__WHAT THE TASK REQUIRES__: Could you filter the data below down to the lines that hold the word "plant"?

__ENTRIES SHOWN__:
>>>

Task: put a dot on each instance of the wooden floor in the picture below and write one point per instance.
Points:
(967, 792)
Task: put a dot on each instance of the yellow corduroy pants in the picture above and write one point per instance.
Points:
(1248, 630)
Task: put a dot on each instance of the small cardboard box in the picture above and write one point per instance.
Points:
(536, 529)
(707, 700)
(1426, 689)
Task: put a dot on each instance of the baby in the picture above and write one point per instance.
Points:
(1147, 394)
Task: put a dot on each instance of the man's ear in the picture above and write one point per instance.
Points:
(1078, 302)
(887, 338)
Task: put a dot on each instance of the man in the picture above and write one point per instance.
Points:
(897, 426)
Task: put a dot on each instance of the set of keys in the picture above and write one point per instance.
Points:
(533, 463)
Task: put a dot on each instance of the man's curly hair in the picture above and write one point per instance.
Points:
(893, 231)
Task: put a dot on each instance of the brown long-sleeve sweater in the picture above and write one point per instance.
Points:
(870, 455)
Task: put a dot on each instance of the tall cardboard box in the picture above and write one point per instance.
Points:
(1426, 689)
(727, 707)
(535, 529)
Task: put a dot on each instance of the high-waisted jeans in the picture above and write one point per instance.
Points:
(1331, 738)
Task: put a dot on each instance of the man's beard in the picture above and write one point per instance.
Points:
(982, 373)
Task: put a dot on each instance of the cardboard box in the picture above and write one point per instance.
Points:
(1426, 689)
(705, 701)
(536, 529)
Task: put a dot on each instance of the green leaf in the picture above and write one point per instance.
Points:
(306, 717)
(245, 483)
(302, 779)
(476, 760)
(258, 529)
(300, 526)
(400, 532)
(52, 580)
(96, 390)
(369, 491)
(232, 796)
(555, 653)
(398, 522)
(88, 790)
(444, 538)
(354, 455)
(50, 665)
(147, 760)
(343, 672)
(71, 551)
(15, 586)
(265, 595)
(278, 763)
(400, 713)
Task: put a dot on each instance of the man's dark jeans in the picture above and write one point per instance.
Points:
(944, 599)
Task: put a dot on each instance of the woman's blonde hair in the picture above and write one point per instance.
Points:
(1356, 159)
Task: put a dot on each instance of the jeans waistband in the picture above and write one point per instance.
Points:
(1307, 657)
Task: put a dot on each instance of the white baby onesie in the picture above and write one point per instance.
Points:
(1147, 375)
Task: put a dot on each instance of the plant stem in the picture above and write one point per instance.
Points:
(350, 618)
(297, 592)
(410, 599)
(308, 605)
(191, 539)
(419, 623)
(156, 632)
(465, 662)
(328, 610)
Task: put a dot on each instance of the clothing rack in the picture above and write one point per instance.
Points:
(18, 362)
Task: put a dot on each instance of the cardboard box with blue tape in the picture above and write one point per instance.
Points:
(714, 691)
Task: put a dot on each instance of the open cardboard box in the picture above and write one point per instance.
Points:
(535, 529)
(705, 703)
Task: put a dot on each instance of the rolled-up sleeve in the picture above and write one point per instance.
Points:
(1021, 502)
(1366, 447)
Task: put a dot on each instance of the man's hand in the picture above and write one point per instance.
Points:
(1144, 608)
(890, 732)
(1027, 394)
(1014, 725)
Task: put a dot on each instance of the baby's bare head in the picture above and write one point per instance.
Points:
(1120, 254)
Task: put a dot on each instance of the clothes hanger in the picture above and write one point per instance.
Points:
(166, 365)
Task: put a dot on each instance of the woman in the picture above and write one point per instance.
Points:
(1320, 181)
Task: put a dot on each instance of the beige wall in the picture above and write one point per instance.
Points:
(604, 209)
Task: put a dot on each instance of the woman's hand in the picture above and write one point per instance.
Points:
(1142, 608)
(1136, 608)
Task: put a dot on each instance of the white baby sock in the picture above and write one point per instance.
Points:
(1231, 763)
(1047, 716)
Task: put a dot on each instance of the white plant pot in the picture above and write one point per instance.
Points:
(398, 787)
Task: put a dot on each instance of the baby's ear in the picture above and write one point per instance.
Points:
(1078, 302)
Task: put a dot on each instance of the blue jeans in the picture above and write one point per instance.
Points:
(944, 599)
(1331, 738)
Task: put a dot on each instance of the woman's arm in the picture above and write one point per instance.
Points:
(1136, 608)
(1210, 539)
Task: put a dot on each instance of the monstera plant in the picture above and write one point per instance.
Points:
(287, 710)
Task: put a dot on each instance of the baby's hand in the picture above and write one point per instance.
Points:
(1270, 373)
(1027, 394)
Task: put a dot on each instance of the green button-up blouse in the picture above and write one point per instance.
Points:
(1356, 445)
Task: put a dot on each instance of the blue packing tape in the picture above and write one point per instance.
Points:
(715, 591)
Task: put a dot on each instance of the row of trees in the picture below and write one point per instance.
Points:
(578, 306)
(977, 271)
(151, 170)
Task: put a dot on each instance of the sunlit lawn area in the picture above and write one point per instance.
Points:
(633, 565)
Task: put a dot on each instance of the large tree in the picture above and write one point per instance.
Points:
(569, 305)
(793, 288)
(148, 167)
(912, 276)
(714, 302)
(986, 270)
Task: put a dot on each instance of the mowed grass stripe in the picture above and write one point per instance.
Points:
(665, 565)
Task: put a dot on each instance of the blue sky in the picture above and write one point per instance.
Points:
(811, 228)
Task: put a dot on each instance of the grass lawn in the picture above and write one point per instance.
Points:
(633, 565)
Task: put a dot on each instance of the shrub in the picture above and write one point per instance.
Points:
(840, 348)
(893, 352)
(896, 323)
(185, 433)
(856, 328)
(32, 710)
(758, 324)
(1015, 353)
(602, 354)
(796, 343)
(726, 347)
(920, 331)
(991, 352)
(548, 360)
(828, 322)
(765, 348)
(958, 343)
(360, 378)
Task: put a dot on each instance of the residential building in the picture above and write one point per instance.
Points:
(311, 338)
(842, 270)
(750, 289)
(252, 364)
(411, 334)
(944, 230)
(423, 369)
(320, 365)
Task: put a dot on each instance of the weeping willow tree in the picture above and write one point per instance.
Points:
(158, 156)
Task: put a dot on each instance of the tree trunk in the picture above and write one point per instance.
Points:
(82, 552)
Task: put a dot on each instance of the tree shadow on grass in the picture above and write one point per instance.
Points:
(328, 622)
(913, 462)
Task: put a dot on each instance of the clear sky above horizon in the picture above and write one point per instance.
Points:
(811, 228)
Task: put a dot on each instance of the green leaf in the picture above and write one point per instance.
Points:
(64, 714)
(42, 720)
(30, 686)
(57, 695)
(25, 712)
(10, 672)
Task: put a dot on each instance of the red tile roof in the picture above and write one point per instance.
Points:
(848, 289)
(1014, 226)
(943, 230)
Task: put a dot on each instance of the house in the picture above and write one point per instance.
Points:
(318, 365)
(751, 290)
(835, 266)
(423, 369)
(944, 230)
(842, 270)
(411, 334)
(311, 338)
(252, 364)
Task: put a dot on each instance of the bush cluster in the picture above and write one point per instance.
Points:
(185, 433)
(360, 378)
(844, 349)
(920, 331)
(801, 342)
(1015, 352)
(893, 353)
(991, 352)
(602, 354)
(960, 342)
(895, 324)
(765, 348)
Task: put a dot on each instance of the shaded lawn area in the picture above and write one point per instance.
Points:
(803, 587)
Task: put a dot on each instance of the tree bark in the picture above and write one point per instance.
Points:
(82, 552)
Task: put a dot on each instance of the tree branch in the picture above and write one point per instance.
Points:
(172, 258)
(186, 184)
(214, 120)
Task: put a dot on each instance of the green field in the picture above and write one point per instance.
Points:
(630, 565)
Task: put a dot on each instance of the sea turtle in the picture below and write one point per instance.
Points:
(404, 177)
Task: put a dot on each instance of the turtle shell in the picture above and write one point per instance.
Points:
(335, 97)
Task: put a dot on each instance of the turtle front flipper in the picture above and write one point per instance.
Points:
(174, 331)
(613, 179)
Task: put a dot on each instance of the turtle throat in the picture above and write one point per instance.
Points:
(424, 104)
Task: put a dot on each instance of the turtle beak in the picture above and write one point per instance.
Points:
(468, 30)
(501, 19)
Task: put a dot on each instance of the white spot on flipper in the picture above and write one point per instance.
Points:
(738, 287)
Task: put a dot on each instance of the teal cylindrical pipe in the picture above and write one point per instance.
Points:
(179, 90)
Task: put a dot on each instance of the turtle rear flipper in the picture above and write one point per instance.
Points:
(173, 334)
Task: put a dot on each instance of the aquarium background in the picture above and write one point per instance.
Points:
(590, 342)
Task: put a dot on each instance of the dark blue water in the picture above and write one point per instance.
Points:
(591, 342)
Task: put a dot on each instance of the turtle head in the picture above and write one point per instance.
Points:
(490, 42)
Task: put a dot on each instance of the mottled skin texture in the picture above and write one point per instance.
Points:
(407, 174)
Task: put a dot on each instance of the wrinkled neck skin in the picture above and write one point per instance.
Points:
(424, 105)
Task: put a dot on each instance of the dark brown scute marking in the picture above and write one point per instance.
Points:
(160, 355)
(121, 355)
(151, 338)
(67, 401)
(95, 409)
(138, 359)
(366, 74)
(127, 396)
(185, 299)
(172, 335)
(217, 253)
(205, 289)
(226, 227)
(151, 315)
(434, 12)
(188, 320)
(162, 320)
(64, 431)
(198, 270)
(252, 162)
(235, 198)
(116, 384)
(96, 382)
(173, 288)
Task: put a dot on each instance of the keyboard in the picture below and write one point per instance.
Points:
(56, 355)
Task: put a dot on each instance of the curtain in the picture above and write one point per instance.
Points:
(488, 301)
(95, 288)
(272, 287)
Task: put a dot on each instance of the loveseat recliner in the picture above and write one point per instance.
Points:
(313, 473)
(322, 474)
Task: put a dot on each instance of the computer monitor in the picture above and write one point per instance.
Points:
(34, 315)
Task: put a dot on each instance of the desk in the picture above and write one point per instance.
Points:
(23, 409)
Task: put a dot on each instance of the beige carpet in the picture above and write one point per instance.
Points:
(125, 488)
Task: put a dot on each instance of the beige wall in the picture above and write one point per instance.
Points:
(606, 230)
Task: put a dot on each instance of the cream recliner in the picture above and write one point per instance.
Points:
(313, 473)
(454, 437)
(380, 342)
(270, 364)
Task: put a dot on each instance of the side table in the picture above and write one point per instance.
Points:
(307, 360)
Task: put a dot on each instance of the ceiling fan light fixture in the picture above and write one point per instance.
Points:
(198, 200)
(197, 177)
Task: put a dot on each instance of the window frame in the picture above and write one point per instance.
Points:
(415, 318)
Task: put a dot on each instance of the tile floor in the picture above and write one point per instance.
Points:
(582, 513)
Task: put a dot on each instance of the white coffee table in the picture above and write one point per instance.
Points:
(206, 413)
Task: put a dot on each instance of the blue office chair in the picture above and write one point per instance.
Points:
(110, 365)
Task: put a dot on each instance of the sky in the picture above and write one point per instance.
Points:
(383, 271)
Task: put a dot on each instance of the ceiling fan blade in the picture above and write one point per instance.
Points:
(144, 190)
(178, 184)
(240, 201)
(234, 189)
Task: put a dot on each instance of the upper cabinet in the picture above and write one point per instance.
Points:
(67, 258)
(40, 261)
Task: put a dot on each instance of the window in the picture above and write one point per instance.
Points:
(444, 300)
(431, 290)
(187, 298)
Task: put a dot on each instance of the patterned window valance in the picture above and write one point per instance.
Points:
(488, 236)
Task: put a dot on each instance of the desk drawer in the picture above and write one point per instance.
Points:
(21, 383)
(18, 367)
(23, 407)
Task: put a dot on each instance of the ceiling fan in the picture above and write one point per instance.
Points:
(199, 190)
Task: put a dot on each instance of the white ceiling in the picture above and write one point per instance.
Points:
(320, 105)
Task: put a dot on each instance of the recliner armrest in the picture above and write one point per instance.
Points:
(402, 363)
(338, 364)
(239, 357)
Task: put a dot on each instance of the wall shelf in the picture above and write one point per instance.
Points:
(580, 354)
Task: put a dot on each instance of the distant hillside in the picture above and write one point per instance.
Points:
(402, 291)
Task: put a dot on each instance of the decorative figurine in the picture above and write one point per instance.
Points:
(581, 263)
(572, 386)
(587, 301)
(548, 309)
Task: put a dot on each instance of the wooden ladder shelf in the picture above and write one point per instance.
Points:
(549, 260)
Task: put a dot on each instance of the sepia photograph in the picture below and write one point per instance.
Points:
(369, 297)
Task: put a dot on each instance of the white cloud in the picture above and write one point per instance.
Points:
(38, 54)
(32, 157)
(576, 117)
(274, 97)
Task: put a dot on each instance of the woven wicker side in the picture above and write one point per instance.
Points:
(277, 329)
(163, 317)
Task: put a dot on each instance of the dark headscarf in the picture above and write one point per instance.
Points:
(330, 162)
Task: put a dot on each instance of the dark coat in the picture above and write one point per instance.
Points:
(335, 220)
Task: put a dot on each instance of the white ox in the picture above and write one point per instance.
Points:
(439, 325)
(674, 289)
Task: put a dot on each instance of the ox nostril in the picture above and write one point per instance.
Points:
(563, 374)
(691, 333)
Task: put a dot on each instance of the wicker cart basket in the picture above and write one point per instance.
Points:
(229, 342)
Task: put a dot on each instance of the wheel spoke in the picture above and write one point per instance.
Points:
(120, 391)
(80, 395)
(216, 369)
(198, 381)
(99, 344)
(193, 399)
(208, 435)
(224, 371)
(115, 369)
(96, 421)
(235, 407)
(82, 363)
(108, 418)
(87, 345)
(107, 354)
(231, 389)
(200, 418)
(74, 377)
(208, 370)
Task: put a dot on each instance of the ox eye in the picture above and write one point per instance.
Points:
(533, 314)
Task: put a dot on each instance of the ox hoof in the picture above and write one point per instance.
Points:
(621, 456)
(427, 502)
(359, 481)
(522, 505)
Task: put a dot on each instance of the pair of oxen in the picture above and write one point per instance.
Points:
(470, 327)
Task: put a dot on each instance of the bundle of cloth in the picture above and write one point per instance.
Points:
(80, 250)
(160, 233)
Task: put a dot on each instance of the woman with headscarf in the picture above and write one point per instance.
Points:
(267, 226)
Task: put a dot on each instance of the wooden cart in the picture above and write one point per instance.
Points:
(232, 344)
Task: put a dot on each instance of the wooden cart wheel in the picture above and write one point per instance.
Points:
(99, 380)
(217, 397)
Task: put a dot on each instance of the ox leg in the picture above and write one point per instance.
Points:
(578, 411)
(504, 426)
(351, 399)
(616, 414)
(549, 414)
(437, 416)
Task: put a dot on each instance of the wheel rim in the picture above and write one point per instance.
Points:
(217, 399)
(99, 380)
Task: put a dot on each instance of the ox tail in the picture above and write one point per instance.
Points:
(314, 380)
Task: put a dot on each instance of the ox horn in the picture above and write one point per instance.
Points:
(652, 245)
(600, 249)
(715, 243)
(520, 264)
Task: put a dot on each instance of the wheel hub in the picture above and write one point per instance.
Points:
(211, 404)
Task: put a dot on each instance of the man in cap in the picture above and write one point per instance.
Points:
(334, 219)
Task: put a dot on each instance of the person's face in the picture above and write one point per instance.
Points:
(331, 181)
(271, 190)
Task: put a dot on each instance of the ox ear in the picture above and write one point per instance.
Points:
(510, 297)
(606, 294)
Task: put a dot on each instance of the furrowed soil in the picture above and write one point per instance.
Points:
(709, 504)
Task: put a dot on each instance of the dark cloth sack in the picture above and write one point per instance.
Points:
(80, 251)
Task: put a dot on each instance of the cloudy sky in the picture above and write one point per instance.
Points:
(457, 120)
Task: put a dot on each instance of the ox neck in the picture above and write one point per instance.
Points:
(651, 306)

<<<

__TASK ANSWER__:
Task: put a dot on each instance of the plant stem in the picture above and write one point per instance.
Task: put a dot on each instance of the white plant pot in the picture above and write one point per instance.
Task: put a dot on each instance of the monstera plant in the picture above and write one point per instance.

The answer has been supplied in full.